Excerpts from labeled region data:
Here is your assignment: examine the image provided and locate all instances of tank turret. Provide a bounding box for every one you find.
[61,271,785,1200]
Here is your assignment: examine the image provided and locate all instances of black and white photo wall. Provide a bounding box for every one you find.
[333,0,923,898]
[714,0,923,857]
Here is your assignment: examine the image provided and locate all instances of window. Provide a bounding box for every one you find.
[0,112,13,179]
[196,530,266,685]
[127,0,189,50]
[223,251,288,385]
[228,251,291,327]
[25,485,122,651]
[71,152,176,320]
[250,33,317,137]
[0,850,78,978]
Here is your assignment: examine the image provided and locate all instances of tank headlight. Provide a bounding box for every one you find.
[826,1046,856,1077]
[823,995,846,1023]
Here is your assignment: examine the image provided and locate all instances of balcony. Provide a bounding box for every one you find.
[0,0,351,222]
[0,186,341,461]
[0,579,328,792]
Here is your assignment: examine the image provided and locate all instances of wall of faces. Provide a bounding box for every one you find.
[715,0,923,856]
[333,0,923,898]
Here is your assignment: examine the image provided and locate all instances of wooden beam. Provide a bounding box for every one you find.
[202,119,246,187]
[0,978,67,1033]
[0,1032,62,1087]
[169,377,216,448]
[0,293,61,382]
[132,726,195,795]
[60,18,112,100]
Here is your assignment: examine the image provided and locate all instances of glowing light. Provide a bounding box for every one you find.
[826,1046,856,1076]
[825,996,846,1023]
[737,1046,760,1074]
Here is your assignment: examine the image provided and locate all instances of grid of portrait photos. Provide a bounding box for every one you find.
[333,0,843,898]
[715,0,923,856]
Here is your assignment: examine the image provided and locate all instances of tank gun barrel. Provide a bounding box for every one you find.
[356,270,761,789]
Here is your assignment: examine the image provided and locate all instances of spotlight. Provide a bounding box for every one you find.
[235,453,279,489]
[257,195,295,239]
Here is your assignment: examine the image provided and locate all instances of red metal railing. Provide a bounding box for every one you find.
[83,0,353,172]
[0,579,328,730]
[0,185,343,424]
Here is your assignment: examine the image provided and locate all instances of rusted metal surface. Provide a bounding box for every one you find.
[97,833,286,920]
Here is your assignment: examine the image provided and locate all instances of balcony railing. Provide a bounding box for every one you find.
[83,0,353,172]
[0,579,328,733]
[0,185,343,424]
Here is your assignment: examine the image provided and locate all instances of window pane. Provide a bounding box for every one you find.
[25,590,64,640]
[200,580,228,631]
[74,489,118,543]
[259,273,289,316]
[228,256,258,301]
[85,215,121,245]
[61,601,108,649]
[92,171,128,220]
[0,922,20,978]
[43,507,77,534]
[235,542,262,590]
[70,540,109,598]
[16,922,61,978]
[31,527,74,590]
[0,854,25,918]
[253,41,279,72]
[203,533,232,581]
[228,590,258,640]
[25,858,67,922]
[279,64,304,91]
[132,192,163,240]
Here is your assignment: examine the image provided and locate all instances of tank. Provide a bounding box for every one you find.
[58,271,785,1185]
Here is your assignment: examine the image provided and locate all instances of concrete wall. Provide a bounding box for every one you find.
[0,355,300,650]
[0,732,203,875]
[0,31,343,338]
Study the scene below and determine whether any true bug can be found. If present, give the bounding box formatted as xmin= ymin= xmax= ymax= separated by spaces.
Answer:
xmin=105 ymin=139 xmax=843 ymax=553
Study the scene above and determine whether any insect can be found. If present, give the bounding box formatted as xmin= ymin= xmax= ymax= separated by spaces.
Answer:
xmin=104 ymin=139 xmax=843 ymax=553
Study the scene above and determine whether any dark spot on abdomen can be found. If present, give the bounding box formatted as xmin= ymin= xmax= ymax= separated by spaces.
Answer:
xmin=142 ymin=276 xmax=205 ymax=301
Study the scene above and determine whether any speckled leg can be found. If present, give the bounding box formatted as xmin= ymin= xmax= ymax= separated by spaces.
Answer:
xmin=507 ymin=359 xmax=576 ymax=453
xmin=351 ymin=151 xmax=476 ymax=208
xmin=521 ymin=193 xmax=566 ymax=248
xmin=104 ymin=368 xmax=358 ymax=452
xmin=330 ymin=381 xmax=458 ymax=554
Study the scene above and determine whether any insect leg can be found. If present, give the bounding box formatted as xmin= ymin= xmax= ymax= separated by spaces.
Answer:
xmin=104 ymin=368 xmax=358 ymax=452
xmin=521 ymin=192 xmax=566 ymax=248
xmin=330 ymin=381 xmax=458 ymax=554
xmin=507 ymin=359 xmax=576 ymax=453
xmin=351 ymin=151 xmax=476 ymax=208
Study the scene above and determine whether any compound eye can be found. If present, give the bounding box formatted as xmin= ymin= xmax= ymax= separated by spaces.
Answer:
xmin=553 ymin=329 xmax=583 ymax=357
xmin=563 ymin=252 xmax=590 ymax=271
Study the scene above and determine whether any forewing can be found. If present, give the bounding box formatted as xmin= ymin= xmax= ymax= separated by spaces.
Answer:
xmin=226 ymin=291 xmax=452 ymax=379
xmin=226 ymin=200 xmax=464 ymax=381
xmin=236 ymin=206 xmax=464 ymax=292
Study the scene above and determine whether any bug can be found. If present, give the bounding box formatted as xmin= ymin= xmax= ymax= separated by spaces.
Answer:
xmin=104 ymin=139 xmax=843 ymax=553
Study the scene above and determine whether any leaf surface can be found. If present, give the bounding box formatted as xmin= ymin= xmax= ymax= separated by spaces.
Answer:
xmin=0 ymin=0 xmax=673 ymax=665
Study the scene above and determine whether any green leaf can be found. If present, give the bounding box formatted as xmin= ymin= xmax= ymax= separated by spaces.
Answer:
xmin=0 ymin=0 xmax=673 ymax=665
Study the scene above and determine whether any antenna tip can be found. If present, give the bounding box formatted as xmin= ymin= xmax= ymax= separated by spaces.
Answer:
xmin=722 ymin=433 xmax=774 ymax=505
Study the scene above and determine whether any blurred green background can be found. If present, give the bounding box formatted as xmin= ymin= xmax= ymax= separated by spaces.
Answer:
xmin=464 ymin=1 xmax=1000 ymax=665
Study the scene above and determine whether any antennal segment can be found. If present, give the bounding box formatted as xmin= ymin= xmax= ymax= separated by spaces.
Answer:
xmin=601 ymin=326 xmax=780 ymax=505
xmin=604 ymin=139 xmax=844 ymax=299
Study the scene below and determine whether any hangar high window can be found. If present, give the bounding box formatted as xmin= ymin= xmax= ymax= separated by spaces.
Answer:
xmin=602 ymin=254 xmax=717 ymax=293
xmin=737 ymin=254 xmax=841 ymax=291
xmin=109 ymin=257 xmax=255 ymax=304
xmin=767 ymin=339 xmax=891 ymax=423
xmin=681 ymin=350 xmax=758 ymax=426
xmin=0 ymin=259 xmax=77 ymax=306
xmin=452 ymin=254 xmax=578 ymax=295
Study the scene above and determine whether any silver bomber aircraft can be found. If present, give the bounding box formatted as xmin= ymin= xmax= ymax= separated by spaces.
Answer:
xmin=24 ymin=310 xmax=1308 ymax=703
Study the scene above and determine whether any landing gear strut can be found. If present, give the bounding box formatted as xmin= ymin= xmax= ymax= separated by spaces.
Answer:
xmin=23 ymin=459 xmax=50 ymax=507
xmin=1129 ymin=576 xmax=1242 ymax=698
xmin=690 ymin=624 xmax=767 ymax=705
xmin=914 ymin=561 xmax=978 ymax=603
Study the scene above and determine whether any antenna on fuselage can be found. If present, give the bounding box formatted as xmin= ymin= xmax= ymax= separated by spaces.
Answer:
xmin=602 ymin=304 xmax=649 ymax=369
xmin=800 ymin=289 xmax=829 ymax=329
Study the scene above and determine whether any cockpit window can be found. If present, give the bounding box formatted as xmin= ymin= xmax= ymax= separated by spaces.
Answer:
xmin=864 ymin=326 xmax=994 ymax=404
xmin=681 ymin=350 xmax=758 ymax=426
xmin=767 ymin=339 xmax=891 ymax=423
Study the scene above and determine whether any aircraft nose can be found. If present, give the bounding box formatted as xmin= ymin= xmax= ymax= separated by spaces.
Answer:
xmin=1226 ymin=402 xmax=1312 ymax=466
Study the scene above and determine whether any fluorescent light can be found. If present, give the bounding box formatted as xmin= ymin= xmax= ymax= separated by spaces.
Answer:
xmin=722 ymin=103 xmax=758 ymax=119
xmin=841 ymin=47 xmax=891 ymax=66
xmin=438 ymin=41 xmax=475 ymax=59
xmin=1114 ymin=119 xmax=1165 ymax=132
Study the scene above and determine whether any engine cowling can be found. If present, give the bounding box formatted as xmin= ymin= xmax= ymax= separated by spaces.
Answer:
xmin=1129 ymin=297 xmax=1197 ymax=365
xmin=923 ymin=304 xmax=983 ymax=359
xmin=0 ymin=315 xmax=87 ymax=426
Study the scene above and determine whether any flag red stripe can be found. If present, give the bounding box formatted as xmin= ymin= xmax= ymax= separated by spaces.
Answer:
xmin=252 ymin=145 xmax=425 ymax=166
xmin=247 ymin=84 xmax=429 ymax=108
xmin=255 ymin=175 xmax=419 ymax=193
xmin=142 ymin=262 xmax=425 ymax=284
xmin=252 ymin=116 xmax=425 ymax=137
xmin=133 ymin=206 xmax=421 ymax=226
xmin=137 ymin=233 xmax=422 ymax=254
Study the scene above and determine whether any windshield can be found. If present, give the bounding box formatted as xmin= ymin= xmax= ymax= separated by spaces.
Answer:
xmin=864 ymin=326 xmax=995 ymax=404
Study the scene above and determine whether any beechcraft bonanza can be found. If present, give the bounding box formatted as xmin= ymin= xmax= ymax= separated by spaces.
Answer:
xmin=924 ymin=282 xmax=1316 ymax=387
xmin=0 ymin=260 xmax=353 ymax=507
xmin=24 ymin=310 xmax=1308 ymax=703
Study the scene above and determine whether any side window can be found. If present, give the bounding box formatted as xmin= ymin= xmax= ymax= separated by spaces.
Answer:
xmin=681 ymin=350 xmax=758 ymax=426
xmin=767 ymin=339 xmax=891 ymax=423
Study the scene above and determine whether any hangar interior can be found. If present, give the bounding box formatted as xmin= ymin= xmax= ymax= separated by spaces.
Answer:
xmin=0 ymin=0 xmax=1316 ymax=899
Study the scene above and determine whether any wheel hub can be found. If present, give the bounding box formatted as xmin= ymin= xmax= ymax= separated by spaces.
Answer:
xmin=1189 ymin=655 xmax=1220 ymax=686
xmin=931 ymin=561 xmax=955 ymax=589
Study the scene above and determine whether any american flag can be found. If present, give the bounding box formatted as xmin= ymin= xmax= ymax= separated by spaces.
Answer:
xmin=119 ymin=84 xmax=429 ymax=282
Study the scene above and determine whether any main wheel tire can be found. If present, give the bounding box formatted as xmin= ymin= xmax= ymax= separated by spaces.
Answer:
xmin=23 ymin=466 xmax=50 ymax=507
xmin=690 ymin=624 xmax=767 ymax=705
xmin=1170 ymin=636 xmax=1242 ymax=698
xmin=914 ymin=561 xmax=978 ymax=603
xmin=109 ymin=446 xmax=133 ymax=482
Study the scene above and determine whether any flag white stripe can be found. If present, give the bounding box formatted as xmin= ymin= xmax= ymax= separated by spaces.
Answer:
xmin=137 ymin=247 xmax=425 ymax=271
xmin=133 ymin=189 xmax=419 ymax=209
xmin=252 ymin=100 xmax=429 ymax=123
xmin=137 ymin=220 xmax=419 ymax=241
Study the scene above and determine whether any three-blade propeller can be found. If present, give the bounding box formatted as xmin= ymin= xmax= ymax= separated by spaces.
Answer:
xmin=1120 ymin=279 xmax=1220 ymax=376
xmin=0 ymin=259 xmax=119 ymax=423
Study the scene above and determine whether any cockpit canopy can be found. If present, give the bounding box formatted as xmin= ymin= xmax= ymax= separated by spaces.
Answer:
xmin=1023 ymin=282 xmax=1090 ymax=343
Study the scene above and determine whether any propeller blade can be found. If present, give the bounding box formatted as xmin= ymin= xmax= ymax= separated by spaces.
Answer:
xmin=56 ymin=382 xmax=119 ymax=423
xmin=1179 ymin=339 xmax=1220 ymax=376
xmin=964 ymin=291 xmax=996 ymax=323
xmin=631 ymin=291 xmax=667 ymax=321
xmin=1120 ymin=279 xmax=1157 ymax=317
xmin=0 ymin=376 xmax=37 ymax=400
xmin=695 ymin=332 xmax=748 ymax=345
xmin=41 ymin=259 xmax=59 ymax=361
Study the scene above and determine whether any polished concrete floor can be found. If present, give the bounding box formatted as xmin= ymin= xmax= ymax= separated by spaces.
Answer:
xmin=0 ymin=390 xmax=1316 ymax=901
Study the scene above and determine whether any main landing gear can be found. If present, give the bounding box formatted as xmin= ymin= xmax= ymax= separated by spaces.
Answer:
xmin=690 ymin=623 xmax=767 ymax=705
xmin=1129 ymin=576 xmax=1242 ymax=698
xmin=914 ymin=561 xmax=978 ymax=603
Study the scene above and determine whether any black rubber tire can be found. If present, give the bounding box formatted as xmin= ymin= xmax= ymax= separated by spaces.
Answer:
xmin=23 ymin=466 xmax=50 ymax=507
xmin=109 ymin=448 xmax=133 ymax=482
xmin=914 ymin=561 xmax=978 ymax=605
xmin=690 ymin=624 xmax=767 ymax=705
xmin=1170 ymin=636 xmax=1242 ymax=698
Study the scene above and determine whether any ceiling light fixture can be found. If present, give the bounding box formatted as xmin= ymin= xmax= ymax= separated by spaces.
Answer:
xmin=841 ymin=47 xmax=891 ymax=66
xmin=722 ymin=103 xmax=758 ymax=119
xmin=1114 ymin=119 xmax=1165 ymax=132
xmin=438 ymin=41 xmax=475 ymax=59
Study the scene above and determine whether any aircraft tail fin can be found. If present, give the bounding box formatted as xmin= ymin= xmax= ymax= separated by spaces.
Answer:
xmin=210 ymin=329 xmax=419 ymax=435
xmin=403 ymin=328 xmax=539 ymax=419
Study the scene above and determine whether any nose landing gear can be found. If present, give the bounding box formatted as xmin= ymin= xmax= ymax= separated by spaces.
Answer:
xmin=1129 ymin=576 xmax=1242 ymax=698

# Requirement:
Count how many of the lines above contain the string "nose", and reply with only that number.

# Reply to the exercise:
2